Set task A:
Answer these questions from the hare-and-dog post:
(i) With what speed does the dog run?
(ii) What letter marks the origin in the writer's relative-velocity attempt?
(iii) According to the writer, what does the subscript $xy$ mean?
Set task B: In the hare-and-dog post, print everything from "So at this instant" down to "relative motion ?".
Set task C: Proceed with the hare-and-dog post, picking up the writer's text after its final sentence.

Extract:
• • • • • • •

# Classical mechanics problem - relative velocity

I'm having a hard time solving this problem concerning relative motion:

A hare runs with a constant speed $u$ on a straight line. A dog chases the hare by always running straight to it with speed $v$. Calculate the acceleration vector of the dog and its magnitude at the moment in which his velocity vector is perpendicular to the velocity vector of the hare. Suppose that at that instant the distance from the dog to the hare is equal to $d$.

So at this instant the situation looks like this:

Suppose the hare runs to the right. I tried solving this with relative velocities ($O$ is the origin and subscript $xy$ means $x$ relative to $y$):

$$\vec{v}_{DO} = \vec{v}_{DH} + \vec{v}_{HO}$$

But here I seem to get stuck because I don't have any clue what $\vec{v}_{DH}$ could be. There seems to be a paradox in my brain because this vectors direction changes constantly because the position of the hare and the dog changes. But the position of the dog depends on the velocity vector of the dog and that I am supposed to find ! Is there something I am missing in connection with the concept of relative motion ?

• • • • • • •

Raw records:

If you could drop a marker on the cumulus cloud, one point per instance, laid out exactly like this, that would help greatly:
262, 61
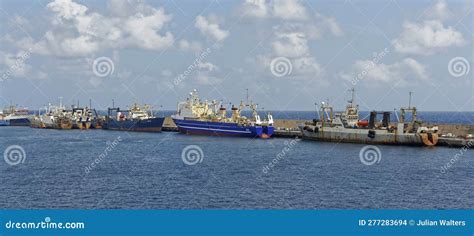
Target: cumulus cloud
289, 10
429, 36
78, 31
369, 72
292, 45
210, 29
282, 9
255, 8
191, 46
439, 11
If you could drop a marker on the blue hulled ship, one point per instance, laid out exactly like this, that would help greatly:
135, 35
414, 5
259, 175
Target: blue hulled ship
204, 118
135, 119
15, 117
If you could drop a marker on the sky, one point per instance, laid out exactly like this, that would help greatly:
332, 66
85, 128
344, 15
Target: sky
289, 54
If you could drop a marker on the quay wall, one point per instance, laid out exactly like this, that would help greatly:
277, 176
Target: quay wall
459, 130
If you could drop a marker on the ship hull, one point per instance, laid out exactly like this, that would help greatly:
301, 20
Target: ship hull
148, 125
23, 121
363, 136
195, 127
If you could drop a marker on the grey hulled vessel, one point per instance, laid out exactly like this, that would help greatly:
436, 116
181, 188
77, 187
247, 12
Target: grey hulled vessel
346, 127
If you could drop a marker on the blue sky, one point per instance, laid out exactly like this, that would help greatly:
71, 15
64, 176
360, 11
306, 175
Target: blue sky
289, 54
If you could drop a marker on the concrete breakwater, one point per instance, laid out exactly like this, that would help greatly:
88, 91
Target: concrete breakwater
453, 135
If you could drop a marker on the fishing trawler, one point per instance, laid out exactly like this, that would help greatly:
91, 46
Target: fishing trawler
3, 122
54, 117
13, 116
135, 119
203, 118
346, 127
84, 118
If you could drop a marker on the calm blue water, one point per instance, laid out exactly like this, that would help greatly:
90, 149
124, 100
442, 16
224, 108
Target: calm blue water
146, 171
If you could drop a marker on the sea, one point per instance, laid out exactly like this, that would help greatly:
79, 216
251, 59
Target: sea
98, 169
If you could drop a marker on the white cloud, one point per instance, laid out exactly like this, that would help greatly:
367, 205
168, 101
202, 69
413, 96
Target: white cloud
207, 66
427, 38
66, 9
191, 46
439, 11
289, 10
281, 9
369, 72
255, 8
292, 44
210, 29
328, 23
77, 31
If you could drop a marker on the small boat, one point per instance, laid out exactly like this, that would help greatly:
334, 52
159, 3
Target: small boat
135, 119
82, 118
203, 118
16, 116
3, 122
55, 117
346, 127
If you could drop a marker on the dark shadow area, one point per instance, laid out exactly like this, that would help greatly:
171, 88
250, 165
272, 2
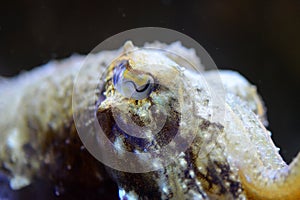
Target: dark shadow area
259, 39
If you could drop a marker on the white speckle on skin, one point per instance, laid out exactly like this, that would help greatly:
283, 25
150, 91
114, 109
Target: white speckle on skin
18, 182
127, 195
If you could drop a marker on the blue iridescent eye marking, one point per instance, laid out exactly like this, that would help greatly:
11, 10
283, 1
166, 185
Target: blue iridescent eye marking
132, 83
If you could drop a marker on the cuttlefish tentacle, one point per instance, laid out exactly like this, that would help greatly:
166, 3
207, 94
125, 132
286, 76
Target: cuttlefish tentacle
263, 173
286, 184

• • • • • • •

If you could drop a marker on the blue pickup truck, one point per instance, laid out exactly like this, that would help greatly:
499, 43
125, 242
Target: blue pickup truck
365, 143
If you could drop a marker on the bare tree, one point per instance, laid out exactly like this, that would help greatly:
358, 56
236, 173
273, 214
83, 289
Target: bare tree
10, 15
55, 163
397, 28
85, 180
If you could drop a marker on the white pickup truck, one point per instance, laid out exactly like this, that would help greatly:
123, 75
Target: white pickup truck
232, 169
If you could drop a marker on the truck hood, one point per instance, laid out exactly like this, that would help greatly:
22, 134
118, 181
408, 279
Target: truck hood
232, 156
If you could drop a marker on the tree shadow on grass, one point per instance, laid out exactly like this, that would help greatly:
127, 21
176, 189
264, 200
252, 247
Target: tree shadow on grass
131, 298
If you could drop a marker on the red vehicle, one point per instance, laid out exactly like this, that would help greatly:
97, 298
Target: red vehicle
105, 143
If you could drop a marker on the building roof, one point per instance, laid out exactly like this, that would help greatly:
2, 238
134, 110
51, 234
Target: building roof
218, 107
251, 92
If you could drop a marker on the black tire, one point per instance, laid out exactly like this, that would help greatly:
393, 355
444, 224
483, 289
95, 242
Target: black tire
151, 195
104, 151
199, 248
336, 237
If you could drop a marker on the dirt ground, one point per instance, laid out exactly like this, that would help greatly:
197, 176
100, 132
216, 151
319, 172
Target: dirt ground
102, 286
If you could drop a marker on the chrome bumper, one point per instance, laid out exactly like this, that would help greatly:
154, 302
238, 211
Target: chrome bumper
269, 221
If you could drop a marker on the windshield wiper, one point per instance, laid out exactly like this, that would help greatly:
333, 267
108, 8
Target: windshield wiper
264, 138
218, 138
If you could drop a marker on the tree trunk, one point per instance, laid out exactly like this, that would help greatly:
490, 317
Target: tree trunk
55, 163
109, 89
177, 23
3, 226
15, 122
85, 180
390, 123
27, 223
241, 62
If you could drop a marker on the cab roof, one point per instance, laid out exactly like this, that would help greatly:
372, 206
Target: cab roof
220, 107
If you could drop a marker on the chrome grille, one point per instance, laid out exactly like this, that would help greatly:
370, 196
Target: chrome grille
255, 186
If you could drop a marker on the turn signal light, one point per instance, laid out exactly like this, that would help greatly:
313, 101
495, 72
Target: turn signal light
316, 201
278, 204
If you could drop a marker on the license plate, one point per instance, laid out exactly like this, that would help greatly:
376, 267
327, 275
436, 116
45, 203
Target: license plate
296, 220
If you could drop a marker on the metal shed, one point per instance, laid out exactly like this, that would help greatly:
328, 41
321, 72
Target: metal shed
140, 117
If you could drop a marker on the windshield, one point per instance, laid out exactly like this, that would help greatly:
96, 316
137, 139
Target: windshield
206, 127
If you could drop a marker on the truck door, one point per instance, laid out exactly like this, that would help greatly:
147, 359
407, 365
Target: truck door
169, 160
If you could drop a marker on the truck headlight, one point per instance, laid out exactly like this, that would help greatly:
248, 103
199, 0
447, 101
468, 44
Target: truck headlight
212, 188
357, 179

• • • • • • •

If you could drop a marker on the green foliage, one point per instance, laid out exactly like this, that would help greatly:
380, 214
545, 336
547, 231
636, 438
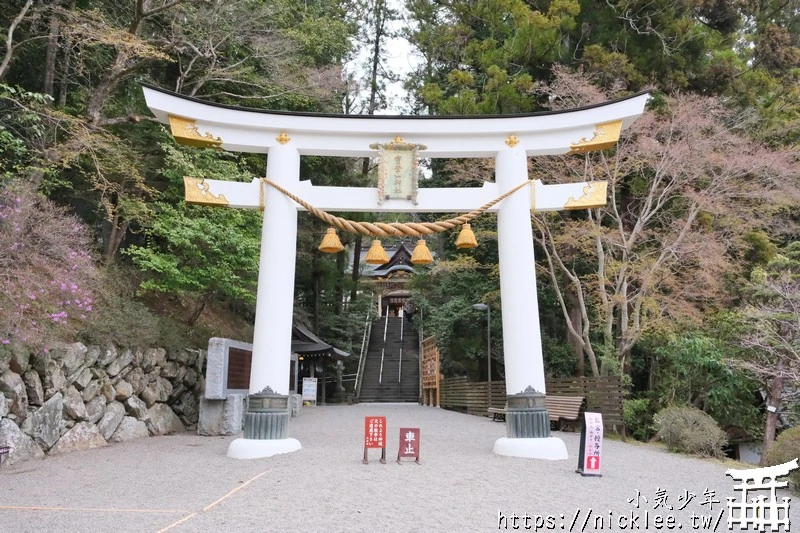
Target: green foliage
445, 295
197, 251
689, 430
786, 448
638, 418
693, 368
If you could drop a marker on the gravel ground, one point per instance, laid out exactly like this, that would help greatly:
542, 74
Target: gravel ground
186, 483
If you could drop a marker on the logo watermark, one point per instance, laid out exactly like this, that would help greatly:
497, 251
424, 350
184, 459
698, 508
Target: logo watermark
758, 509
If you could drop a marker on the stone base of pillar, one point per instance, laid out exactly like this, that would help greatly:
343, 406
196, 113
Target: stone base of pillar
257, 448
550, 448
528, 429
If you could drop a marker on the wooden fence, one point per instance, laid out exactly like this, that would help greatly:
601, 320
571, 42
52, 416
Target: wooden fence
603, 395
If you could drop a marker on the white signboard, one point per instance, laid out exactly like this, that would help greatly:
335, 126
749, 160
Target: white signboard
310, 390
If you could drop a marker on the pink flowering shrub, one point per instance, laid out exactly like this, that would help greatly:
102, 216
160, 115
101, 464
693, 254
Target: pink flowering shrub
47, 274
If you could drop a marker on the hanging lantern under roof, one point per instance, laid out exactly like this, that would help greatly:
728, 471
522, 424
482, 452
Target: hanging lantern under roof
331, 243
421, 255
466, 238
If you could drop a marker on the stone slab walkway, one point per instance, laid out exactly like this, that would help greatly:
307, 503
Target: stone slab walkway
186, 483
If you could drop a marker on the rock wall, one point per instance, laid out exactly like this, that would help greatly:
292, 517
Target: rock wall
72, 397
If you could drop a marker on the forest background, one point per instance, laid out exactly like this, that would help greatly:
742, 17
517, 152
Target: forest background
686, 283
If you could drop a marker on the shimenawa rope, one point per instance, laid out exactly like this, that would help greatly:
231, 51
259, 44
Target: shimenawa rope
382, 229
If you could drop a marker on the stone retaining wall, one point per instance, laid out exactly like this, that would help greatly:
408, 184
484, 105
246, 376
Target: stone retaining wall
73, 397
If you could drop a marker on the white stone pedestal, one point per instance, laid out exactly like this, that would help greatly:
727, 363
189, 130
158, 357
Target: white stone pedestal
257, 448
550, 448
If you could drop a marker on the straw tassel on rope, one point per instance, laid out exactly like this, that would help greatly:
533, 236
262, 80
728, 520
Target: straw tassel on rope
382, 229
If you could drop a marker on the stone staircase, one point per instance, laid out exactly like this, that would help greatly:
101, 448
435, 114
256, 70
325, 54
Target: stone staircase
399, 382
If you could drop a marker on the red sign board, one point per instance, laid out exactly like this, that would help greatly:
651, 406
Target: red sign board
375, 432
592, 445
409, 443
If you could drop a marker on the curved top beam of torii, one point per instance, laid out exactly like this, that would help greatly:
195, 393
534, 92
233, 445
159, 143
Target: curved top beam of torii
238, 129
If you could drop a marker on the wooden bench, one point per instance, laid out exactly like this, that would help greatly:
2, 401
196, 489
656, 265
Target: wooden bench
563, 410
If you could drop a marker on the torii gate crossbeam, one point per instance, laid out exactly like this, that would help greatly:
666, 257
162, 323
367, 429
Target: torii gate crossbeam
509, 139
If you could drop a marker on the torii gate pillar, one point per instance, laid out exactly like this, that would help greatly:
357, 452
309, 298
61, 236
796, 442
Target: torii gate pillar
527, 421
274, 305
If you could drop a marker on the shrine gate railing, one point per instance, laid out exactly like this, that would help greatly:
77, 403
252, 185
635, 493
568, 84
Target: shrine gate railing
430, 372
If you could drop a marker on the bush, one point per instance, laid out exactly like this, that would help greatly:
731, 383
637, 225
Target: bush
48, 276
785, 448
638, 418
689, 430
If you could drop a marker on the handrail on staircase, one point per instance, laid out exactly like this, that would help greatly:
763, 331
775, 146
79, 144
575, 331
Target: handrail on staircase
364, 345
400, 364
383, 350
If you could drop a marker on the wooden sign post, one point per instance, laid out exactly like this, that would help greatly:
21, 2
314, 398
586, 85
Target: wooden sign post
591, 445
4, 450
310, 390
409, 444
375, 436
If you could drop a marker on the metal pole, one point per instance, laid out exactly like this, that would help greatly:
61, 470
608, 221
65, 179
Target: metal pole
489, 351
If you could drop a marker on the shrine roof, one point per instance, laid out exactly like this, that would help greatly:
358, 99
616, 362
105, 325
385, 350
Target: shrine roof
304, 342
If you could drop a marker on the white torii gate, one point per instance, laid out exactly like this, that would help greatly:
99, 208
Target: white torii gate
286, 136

• • • • • • •

Final answer A:
(i) $v$
(ii) $O$
(iii) $x$ relative to $y$

Final answer B:
So at this instant the situation looks like this:

Suppose the hare runs to the right. I tried solving this with relative velocities ($O$ is the origin and subscript $xy$ means $x$ relative to $y$):

$$\vec{v}_{DO} = \vec{v}_{DH} + \vec{v}_{HO}$$

But here I seem to get stuck because I don't have any clue what $\vec{v}_{DH}$ could be. There seems to be a paradox in my brain because this vectors direction changes constantly because the position of the hare and the dog changes. But the position of the dog depends on the velocity vector of the dog and that I am supposed to find ! Is there something I am missing in connection with the concept of relative motion ?

Final answer C:
Note: I haven't had an in depth differential equations course yet, but I can solve simple ones.

Suppose the dog has coordinates $\vec{r}_D(t)$, and the hare, $\vec{r}_H(t)$. Defining $\vec{r}_{HD} =\vec{r}_H-\vec{r}_D$, we can conclude $\dot{\vec{r}}_D(t)=v\hat{r}_{HD}$, where $\hat{r}_{HD}\equiv\frac{\vec{r}_{HD}}{|\vec{r}_{HD}|}$. We now simply take a time derivative of this velocity to get the acceleration. Note, we need the product rule, however, $v$ is a constant so we're left with $\ddot{\vec{r}}_D(t)=v\dot{\hat{r}}_{HD}$. This form is independent of the choice of coordinates. Given the hare's motion, you know both and may choose an ideal coordinate system and then differentiate the unit vector for a specific case.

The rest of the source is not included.